Reproduce every one of the following lines verbatim, leaving each character unchanged.

Coordinate annotation lines
====================
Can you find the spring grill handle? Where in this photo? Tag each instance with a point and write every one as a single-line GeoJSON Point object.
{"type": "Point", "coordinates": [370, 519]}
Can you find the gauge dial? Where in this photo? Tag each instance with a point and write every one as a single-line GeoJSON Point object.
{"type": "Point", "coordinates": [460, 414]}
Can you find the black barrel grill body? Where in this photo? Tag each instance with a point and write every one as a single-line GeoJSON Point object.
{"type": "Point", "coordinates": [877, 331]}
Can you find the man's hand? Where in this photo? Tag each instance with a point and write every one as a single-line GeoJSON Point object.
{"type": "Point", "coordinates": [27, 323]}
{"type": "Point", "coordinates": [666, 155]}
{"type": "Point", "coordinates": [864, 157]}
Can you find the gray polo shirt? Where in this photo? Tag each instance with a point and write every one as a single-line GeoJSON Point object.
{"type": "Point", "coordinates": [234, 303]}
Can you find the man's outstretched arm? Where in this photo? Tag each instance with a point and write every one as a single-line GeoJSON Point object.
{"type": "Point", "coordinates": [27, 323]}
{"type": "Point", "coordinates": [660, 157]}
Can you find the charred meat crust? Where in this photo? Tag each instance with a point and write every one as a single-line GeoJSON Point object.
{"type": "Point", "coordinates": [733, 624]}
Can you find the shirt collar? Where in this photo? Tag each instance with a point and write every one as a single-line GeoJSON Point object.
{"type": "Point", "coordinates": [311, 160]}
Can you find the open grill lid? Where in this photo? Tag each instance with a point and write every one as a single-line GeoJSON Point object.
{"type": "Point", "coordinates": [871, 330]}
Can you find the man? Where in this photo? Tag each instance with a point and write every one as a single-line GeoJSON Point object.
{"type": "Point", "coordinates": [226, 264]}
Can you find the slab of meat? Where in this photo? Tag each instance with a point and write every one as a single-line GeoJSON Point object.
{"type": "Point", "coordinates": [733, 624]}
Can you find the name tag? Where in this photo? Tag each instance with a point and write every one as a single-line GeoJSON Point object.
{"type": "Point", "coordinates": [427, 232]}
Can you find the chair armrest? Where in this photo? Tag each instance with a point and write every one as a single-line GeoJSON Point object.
====================
### Response
Can you find the spring grill handle? Where in this photo? Tag each instance with a point and write every one as a single-line GeoJSON Point object.
{"type": "Point", "coordinates": [370, 519]}
Can you find the gauge dial? Where in this photo? Tag each instance with a point and write every one as a single-line GeoJSON Point object.
{"type": "Point", "coordinates": [460, 414]}
Can you find the black barrel grill body? Where in this photo? Tag each instance with a point and write every one as a single-line GeoJSON Point object.
{"type": "Point", "coordinates": [877, 331]}
Can you find the man's hand? Where in this photo? Tag each instance with a point and write every one as a single-line GeoJSON Point object.
{"type": "Point", "coordinates": [27, 323]}
{"type": "Point", "coordinates": [666, 155]}
{"type": "Point", "coordinates": [864, 157]}
Can you find the gray polo shirt? Where in this photo? Tag each instance with a point and write every one as a single-line GeoJSON Point object.
{"type": "Point", "coordinates": [234, 303]}
Can you find the man's outstretched arm? Where in this photo? Tag each instance with a point and write every one as a single-line GeoJSON Point object.
{"type": "Point", "coordinates": [27, 323]}
{"type": "Point", "coordinates": [660, 157]}
Can you find the charred meat crust? Where in this photo? Tag each instance with a point and write every one as a single-line GeoJSON Point object.
{"type": "Point", "coordinates": [733, 624]}
Can you find the shirt collar? Where in this photo? Tag each instance with a point and write every one as a single-line GeoJSON Point object.
{"type": "Point", "coordinates": [311, 160]}
Can you find the open grill lid? Where in this photo? Tag each instance with a point and write every one as a single-line GeoJSON Point object.
{"type": "Point", "coordinates": [871, 330]}
Can you find the man? Where in this photo? Tag each instance with a point and write every one as a single-line GeoJSON Point object.
{"type": "Point", "coordinates": [226, 264]}
Can you find the slab of meat? Where in this photo? Tag each instance with a point and write every one as a single-line GeoJSON Point object.
{"type": "Point", "coordinates": [733, 624]}
Can you find the name tag? Where in this photo? Tag each instance with a point and write every one as a single-line GeoJSON Point object.
{"type": "Point", "coordinates": [427, 232]}
Can you find the chair armrest? Where in this photo? Tag each instance with a point and write every one as a single-line GeoJSON Point object.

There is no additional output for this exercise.